» TASK GOAL
Restate word for word the opening line of the data below and every line after it until the line with "Locate every instance of the autumn", that line too, but not the pictures.

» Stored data

————————

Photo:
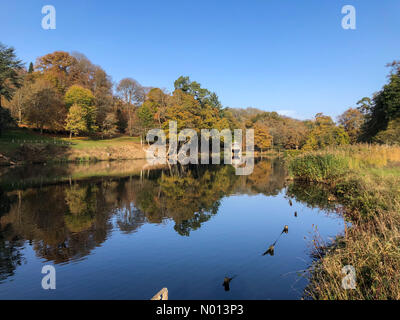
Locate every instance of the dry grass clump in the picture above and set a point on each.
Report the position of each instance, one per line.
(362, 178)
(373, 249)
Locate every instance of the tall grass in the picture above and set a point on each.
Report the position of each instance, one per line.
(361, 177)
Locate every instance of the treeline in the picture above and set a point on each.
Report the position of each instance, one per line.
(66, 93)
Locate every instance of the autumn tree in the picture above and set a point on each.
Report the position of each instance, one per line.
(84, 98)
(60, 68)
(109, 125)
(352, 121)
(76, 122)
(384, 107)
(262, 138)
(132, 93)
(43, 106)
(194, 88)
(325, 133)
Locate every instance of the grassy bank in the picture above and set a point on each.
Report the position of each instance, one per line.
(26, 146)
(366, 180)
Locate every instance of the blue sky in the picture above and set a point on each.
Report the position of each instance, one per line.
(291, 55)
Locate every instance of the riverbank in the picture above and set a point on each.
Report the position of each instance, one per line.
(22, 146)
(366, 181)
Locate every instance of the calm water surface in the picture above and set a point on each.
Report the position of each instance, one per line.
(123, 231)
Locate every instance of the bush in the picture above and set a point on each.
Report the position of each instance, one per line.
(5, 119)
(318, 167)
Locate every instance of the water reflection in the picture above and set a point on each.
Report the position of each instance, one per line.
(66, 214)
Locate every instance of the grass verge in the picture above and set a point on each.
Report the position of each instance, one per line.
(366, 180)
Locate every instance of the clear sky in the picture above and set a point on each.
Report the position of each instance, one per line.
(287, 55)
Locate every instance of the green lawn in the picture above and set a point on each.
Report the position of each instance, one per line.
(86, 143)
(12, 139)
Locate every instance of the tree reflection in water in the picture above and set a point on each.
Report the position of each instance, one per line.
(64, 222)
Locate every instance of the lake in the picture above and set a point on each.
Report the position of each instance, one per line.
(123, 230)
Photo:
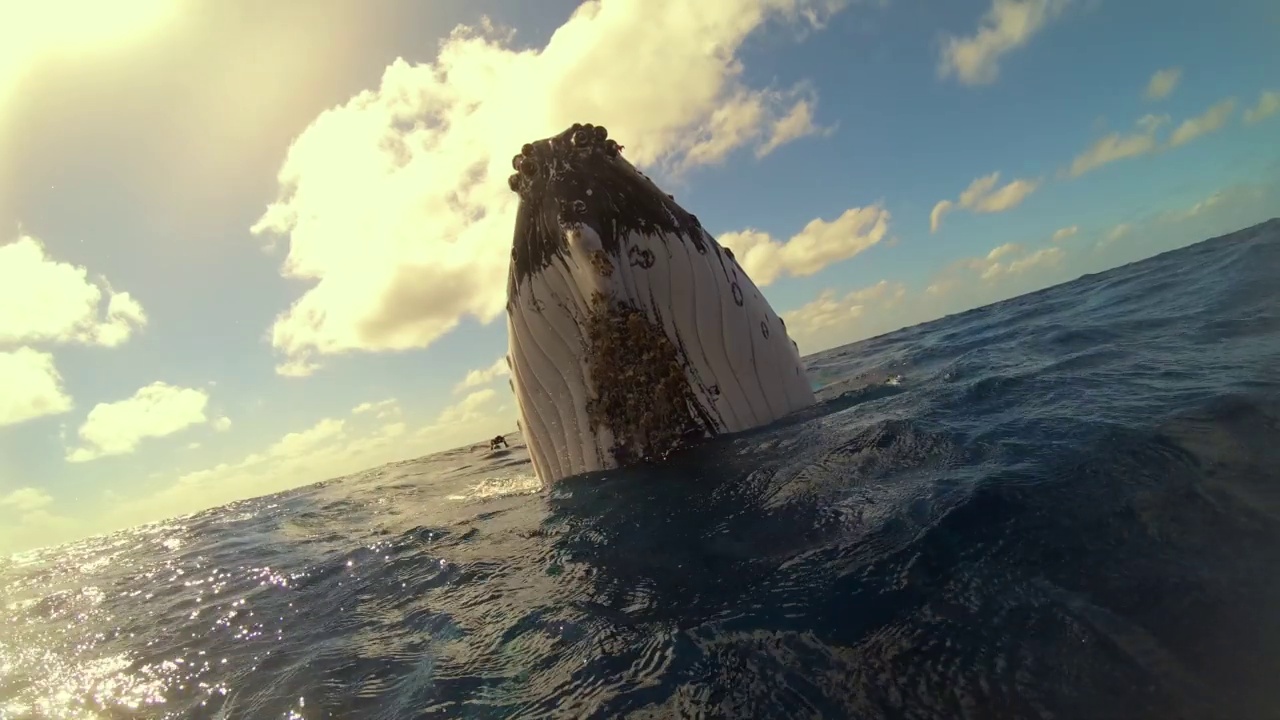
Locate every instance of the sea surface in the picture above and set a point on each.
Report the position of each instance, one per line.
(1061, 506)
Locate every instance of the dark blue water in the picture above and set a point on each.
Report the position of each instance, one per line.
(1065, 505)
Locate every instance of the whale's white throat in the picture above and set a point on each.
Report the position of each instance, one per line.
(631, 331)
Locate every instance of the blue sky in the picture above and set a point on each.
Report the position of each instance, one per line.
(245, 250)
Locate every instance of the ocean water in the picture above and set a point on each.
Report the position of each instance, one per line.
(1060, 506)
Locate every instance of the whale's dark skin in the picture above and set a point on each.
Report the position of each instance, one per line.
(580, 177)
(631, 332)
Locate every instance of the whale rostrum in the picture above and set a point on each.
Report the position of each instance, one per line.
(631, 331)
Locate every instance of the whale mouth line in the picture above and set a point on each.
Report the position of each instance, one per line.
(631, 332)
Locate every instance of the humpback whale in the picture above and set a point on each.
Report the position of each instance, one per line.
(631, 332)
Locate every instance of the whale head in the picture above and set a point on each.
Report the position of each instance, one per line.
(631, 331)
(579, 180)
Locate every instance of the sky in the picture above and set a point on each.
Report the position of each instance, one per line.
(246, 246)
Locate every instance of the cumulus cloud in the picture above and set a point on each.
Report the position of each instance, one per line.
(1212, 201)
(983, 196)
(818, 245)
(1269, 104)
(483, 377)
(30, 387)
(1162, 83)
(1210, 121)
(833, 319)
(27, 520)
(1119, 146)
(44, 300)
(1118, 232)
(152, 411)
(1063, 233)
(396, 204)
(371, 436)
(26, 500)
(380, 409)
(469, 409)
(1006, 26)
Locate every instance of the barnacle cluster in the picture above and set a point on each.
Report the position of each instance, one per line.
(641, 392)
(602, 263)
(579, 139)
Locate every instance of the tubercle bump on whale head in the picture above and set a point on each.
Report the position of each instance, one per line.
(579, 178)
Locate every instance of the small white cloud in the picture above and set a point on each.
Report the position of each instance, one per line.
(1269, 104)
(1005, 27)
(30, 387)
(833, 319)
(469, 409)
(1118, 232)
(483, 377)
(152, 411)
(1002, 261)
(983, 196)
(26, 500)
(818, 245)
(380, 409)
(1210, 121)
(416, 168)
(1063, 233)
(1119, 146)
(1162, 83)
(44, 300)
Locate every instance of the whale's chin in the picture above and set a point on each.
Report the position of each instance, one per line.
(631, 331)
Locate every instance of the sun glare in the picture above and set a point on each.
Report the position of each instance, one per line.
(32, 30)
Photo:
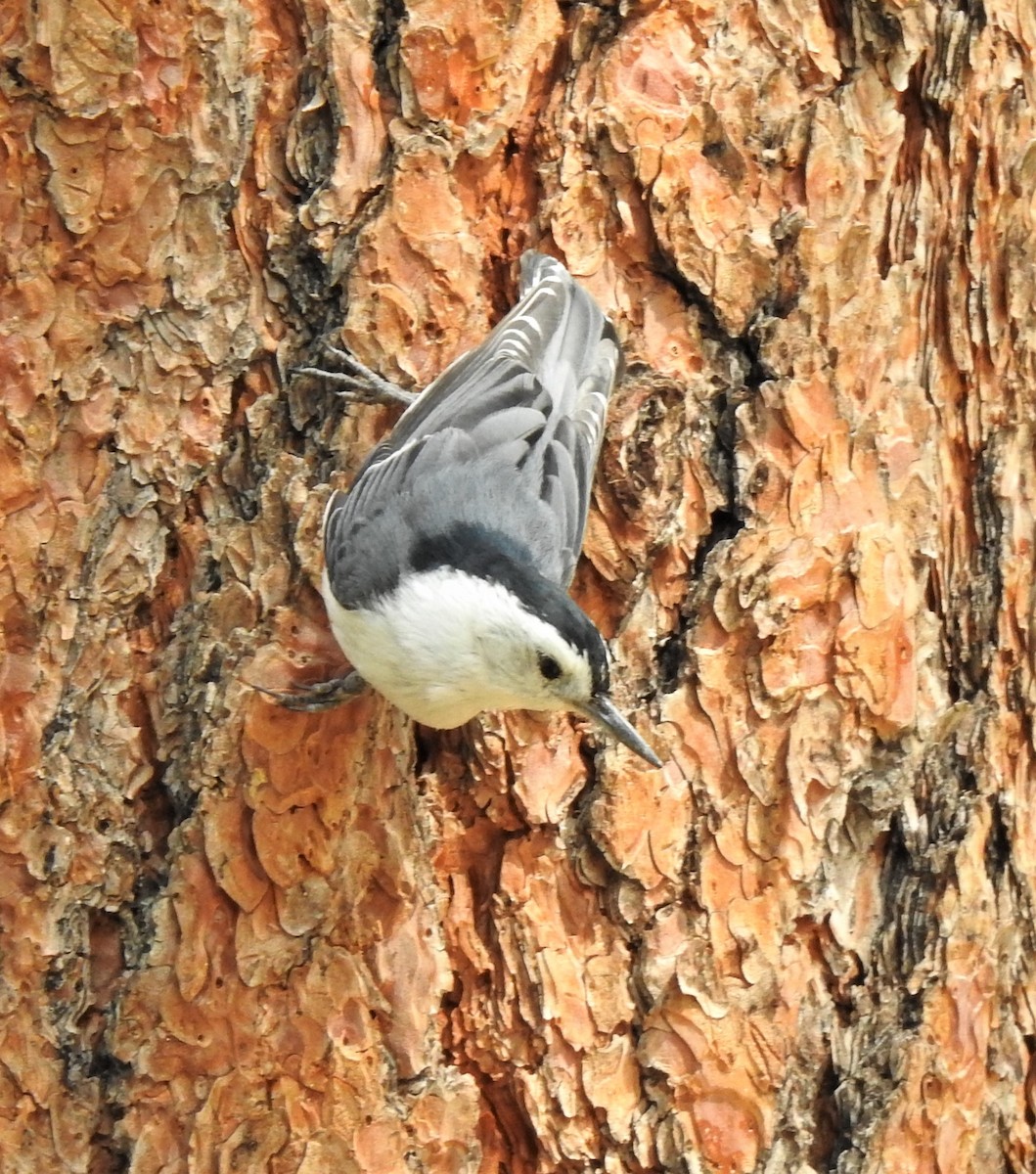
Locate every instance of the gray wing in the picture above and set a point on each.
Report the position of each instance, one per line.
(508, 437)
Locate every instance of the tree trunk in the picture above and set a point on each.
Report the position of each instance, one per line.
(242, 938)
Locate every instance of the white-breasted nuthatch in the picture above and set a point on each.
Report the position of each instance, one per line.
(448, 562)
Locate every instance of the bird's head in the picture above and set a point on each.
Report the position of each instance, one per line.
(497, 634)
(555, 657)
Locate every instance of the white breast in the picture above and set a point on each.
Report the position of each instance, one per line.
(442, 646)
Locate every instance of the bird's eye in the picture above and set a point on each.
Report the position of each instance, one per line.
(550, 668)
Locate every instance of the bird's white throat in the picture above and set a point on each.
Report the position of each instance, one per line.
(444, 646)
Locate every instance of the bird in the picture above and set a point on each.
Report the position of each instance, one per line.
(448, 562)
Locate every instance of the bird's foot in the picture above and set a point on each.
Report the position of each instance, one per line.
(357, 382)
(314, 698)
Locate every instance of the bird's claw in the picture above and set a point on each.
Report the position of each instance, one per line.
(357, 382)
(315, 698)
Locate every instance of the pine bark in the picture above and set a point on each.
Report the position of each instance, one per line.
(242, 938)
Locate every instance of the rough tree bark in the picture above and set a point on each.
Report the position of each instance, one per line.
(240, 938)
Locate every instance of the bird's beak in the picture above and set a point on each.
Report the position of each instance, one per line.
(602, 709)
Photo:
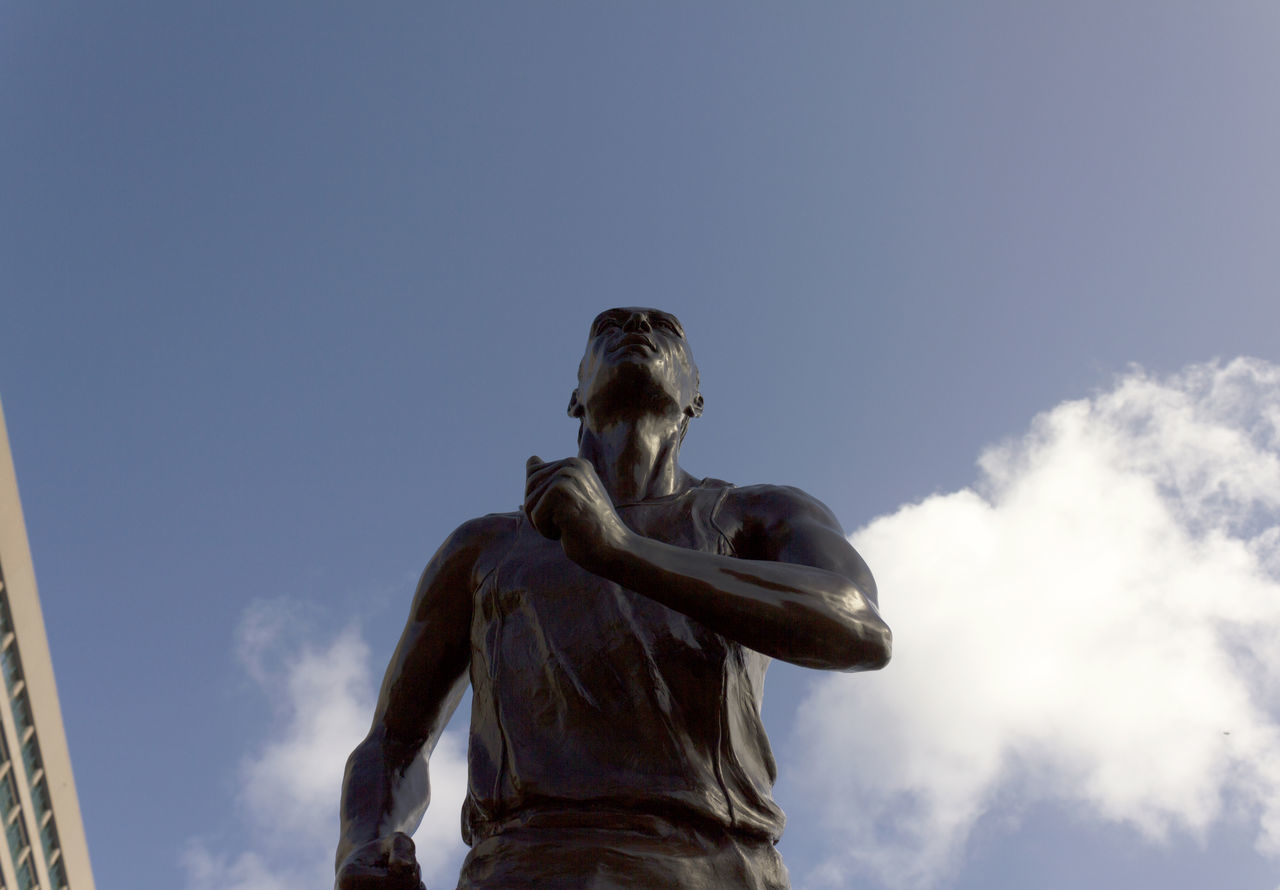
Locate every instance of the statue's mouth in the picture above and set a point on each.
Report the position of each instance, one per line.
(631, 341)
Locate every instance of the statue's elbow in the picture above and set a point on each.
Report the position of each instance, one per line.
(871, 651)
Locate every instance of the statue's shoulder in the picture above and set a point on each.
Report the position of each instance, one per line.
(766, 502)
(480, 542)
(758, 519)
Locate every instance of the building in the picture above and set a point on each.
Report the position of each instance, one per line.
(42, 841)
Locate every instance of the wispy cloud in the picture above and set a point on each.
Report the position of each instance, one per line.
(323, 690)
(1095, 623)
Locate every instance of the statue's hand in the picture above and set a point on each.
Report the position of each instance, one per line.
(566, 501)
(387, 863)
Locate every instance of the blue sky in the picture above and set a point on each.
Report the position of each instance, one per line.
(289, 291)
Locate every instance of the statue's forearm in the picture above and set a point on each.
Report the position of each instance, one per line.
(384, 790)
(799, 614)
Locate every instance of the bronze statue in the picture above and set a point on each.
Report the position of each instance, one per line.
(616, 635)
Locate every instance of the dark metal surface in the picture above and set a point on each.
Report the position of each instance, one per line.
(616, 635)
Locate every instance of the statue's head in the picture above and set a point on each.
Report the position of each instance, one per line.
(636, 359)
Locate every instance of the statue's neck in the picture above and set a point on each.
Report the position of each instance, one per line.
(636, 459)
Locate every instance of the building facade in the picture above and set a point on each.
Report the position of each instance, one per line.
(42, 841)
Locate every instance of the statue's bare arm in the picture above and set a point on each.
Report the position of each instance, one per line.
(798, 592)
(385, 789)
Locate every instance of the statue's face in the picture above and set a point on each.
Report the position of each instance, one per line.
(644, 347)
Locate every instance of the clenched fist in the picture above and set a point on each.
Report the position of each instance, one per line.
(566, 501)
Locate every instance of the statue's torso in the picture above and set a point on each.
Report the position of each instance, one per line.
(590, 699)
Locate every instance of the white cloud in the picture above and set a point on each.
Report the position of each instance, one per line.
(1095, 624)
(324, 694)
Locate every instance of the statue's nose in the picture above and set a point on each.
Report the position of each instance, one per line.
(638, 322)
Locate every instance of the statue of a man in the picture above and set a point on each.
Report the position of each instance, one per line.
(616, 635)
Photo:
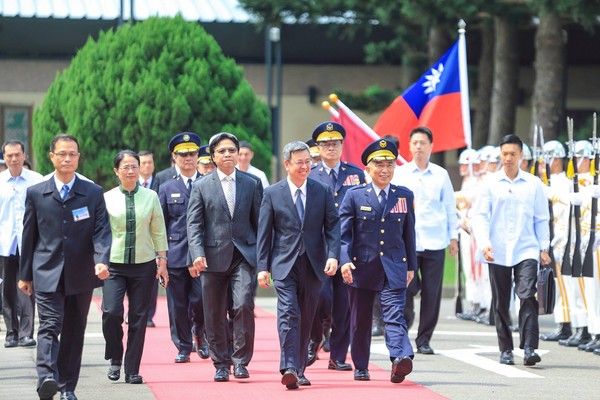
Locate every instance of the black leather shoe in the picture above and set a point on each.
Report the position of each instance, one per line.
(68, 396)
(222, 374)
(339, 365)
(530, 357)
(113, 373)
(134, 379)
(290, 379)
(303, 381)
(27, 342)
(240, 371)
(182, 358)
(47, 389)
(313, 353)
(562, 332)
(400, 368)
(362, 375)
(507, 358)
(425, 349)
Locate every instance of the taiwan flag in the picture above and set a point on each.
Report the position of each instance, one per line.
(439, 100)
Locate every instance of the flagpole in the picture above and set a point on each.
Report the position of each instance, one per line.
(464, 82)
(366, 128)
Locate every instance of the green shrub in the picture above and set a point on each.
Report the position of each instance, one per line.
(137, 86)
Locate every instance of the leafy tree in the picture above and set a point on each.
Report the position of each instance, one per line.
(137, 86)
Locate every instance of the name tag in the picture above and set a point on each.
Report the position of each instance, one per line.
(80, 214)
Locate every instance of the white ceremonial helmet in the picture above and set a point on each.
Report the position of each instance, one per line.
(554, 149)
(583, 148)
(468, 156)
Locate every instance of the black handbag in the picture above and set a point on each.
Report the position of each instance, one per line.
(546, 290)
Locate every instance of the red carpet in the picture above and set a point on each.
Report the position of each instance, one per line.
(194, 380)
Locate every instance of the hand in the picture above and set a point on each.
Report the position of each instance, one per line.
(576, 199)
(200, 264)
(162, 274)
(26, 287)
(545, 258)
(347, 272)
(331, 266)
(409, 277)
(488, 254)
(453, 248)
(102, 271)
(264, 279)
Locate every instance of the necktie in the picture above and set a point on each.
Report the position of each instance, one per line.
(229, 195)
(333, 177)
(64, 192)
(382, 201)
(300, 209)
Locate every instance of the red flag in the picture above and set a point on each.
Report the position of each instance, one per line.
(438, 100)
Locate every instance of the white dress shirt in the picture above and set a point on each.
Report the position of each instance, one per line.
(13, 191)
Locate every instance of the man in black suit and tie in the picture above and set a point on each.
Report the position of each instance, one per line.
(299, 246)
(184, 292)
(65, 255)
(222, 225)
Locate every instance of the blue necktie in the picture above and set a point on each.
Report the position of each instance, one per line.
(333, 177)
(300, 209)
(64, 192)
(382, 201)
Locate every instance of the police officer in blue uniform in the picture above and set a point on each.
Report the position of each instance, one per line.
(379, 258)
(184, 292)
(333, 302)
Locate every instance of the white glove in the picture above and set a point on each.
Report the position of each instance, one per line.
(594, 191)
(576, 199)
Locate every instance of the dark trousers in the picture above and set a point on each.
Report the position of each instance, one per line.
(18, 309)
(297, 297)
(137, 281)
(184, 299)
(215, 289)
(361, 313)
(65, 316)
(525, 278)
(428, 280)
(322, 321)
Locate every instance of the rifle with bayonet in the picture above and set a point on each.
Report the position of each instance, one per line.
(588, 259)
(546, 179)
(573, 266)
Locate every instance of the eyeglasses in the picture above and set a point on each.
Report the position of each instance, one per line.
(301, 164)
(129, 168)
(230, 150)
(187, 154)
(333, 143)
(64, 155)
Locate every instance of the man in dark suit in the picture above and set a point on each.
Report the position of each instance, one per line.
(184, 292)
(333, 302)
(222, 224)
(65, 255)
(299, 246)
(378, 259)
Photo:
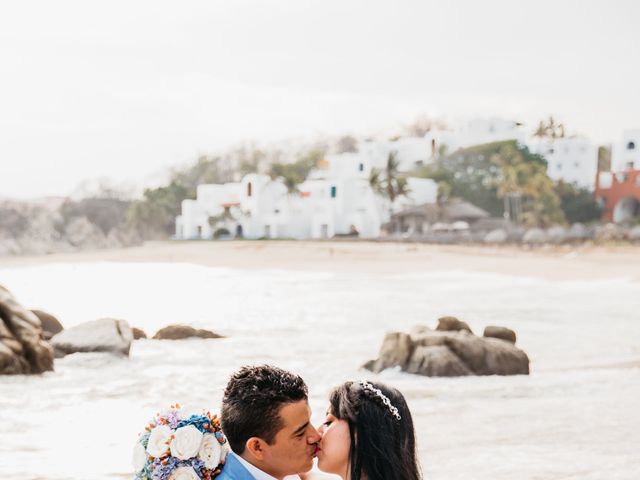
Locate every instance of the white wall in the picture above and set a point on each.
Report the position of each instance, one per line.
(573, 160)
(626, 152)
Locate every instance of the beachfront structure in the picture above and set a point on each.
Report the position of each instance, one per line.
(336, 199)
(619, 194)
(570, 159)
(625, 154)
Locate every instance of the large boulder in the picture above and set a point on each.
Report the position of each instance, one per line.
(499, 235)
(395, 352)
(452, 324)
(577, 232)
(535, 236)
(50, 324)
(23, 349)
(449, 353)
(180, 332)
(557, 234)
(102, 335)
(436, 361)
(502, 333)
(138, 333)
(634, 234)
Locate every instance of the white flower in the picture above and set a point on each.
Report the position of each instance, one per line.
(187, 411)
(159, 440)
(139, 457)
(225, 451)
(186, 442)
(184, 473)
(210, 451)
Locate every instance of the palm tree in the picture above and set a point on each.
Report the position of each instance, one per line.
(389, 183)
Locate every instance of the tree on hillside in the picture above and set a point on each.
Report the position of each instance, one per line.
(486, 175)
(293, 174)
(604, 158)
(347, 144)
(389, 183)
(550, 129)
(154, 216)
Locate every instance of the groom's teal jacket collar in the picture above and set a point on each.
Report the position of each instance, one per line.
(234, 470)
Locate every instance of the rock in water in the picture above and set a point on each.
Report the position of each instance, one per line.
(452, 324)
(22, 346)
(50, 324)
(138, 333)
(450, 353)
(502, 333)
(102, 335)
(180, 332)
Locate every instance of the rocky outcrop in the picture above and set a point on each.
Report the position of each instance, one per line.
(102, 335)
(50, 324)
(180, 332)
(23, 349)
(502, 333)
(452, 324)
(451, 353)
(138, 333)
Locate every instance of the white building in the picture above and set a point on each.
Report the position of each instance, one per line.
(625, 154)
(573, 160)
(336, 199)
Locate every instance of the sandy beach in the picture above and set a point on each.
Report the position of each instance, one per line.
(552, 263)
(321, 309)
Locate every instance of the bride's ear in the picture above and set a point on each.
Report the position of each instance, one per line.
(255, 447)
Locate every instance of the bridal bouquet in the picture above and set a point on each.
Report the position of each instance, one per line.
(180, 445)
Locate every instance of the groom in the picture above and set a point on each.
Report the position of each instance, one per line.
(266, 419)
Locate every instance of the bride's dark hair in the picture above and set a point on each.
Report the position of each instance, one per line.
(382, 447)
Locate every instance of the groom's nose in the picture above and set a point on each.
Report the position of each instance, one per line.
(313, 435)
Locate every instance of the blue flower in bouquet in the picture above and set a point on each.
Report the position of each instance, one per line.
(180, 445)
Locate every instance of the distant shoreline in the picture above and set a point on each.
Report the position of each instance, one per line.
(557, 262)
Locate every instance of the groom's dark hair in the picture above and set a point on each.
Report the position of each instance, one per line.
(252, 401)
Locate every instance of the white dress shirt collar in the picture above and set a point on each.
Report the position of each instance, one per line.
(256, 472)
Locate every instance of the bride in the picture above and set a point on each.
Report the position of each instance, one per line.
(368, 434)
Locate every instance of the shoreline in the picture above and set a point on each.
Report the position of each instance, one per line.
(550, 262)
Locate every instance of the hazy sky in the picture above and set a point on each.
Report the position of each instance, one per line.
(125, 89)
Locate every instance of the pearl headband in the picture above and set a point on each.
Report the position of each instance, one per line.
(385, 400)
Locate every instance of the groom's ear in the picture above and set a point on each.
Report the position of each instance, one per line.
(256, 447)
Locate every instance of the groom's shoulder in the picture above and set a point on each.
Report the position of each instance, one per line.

————————

» EXERCISE RESPONSE
Photo:
Locate every instance of the dry grass clump in the picture above and set a point on each.
Report the position of each instance, one per line.
(362, 178)
(373, 249)
Locate every instance of the tall grass in the picture above and set a point on each.
Report the position of each instance, one per line.
(361, 177)
Locate every instance of the treeline in the picture above and set a point on each.
Report the position of each instance, one per line.
(66, 93)
Locate every instance of the autumn tree in the picture above and set a point on each.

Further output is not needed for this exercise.